* **Prompt**
Give the number of lines in the items below that contain the string "logo", and nothing else.

* **Material for this exercise**

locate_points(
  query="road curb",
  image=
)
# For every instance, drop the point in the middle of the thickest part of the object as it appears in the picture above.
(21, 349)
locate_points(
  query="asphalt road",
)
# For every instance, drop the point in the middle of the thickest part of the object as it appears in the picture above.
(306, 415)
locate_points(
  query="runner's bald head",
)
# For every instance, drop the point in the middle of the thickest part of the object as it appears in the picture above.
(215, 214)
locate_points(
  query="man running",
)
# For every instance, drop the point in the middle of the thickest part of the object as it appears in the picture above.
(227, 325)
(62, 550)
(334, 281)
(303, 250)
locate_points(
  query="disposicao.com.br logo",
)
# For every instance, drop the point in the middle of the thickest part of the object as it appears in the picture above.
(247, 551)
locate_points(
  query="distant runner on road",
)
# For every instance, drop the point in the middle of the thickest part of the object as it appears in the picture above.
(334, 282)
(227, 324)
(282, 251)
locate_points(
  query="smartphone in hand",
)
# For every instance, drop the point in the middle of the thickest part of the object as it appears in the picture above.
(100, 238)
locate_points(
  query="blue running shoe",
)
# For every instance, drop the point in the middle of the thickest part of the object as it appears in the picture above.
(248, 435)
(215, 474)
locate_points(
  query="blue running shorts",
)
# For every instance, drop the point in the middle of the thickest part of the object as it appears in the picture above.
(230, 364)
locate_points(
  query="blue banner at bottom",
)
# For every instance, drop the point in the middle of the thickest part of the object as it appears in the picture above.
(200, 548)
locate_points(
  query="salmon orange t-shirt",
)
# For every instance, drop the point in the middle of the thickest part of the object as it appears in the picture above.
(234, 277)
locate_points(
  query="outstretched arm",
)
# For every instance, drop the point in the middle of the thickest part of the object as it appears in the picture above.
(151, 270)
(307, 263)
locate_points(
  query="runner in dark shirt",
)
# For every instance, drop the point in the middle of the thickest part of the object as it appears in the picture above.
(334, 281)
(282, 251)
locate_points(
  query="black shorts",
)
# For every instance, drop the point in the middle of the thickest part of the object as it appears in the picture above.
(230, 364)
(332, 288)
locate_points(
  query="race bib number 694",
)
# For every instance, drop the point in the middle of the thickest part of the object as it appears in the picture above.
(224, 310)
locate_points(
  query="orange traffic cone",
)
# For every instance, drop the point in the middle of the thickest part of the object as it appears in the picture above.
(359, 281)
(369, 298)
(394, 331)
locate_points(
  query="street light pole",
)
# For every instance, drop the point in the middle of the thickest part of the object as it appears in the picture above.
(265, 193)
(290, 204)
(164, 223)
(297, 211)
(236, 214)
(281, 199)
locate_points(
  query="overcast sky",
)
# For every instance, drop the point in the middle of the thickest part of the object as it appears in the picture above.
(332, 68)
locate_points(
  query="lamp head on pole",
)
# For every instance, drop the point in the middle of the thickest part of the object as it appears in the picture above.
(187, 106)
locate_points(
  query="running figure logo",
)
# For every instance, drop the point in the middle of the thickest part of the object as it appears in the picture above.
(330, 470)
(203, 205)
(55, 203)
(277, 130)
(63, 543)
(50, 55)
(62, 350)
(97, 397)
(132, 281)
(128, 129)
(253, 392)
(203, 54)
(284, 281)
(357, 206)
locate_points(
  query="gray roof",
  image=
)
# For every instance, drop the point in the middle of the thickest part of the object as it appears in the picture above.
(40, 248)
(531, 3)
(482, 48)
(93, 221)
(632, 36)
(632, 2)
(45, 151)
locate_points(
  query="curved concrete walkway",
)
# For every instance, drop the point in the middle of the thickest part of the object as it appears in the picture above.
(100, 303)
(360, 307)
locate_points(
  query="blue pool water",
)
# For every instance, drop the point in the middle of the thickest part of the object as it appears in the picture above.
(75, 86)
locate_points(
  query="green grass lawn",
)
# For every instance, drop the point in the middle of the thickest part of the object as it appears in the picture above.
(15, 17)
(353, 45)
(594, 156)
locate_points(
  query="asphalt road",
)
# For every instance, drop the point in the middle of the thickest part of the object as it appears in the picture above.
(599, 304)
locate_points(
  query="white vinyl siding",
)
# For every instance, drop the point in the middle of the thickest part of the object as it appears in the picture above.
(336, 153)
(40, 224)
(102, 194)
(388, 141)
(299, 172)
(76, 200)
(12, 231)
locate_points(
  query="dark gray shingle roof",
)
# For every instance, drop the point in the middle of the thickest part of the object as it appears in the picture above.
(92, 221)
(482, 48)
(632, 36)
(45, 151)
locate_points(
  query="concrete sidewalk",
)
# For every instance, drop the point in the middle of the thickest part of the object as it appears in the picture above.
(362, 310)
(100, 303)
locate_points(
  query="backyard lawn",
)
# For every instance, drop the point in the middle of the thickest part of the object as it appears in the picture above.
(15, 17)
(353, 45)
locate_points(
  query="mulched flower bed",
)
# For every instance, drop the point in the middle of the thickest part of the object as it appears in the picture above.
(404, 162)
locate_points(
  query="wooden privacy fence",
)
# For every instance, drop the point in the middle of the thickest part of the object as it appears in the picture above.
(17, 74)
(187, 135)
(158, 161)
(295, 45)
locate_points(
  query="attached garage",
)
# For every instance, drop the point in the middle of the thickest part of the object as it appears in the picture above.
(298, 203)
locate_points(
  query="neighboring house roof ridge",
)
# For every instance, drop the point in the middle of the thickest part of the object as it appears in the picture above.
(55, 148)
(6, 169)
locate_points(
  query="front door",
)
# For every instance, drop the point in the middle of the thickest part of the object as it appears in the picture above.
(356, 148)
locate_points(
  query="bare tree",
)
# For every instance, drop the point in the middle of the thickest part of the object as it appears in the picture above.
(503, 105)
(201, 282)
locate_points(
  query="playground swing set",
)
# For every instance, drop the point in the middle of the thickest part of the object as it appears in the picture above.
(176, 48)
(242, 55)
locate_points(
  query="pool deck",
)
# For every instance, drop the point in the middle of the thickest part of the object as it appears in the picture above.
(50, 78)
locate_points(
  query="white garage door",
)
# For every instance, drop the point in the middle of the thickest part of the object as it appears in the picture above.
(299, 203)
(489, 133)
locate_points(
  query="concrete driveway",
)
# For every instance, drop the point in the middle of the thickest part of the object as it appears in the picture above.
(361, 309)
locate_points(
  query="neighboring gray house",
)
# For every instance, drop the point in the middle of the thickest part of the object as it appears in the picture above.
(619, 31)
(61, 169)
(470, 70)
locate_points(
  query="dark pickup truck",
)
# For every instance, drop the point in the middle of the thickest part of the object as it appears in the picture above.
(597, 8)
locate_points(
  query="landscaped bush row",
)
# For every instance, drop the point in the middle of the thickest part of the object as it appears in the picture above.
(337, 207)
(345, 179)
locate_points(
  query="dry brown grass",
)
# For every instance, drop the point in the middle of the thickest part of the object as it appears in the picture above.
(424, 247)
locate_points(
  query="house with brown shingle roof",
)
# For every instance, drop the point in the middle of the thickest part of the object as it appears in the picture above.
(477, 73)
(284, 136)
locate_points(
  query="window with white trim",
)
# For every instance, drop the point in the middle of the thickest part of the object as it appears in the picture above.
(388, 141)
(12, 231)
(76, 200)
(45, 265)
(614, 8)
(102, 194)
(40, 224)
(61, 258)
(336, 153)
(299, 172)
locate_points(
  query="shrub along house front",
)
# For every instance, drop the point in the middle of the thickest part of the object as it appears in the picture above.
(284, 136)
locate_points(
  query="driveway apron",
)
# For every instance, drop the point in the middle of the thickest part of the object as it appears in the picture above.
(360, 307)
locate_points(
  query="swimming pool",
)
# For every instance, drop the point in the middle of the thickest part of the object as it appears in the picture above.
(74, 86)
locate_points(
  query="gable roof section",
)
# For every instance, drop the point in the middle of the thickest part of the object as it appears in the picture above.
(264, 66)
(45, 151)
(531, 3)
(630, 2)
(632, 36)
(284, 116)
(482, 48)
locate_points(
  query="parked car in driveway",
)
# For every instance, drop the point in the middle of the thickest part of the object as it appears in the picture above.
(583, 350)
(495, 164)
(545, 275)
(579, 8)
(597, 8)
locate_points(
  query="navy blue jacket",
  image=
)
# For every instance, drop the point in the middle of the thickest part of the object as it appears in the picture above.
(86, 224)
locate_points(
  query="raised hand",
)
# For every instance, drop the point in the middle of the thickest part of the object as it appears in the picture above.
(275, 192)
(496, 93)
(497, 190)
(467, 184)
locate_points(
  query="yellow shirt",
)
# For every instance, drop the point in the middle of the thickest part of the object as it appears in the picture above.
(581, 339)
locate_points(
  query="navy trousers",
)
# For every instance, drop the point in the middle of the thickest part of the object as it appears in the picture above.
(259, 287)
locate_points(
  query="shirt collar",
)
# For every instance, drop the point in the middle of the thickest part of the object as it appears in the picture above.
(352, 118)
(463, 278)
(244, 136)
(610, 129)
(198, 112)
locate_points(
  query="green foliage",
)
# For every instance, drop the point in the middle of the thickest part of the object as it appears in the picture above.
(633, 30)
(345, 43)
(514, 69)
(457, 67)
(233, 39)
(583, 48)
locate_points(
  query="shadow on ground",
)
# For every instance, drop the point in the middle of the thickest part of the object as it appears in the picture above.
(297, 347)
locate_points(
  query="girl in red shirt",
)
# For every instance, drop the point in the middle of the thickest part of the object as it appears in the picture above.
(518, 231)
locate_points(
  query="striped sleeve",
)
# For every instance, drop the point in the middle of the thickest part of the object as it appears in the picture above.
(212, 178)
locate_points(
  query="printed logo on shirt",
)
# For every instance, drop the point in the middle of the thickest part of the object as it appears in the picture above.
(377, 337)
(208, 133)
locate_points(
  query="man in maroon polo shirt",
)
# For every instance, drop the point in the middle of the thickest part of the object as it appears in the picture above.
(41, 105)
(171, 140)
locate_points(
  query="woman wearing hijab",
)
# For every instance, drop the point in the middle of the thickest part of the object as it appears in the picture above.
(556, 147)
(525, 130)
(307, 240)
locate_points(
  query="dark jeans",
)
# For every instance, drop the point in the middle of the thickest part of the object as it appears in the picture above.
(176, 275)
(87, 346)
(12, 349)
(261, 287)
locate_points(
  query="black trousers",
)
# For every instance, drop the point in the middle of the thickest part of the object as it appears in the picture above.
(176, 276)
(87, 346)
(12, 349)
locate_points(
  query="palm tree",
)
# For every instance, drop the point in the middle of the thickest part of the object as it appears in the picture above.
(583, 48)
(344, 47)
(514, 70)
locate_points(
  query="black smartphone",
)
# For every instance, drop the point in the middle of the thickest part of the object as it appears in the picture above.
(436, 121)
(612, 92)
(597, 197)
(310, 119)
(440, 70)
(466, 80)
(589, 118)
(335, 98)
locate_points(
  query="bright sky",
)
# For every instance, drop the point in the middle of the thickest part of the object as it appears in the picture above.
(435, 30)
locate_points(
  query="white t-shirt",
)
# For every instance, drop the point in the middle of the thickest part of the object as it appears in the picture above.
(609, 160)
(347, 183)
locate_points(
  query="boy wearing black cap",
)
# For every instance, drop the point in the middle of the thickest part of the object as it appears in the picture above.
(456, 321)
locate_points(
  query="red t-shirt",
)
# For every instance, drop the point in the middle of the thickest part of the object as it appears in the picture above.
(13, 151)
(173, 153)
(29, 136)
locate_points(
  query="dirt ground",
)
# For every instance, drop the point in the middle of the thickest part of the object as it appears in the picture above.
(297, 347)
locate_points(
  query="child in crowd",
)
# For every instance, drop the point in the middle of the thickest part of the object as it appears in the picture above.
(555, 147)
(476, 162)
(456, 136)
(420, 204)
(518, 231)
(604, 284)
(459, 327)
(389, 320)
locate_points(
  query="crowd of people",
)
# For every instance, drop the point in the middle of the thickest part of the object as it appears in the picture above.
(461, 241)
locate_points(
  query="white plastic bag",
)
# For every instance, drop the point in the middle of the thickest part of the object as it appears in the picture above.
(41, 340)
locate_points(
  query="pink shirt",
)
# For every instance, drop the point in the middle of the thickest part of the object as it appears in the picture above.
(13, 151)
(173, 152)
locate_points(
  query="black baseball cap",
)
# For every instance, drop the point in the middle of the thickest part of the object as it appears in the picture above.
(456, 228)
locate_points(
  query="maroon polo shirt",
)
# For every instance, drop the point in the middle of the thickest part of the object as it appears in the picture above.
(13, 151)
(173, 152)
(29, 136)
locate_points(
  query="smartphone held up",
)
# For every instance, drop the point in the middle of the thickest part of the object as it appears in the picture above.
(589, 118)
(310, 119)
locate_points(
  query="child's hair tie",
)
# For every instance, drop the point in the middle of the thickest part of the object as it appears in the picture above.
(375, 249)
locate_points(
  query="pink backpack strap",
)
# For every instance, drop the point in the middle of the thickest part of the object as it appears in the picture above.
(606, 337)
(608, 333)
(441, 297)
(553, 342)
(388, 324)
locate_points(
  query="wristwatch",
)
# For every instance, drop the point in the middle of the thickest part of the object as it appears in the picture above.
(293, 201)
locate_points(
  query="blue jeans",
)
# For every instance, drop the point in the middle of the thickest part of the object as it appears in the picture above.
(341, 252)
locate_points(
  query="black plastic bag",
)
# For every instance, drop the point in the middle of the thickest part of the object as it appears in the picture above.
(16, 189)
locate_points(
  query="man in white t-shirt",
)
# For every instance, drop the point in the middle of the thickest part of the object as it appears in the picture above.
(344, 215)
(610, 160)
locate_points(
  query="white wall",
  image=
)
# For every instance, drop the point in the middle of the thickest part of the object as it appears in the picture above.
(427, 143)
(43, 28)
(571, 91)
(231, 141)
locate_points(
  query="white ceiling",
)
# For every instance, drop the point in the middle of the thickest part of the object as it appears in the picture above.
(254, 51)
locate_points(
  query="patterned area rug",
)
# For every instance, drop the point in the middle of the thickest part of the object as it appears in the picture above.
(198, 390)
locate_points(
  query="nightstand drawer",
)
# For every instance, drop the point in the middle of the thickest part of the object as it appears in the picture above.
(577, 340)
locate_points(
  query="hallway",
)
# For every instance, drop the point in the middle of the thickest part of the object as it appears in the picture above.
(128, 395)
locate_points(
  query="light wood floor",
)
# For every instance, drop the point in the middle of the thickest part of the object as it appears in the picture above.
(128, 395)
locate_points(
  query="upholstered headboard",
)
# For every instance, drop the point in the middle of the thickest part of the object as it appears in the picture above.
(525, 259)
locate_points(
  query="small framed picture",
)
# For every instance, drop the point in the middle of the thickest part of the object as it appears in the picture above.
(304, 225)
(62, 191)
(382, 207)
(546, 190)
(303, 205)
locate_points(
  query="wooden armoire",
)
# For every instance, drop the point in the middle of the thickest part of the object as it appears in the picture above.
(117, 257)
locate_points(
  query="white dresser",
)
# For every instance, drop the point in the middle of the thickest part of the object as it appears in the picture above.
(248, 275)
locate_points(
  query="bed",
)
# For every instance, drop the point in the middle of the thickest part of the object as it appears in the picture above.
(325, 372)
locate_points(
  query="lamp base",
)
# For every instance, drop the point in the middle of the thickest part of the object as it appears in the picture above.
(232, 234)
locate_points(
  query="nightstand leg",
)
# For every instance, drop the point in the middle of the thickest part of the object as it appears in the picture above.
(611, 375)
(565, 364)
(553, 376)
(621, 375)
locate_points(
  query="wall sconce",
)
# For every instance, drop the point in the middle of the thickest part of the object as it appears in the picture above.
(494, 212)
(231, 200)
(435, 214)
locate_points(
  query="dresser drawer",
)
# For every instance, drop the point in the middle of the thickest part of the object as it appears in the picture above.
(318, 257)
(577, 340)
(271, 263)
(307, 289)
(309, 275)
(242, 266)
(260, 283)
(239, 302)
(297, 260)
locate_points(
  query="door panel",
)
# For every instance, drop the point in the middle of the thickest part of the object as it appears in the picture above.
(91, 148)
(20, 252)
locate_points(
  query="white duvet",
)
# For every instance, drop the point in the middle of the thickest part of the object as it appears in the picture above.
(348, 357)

* **The response**
3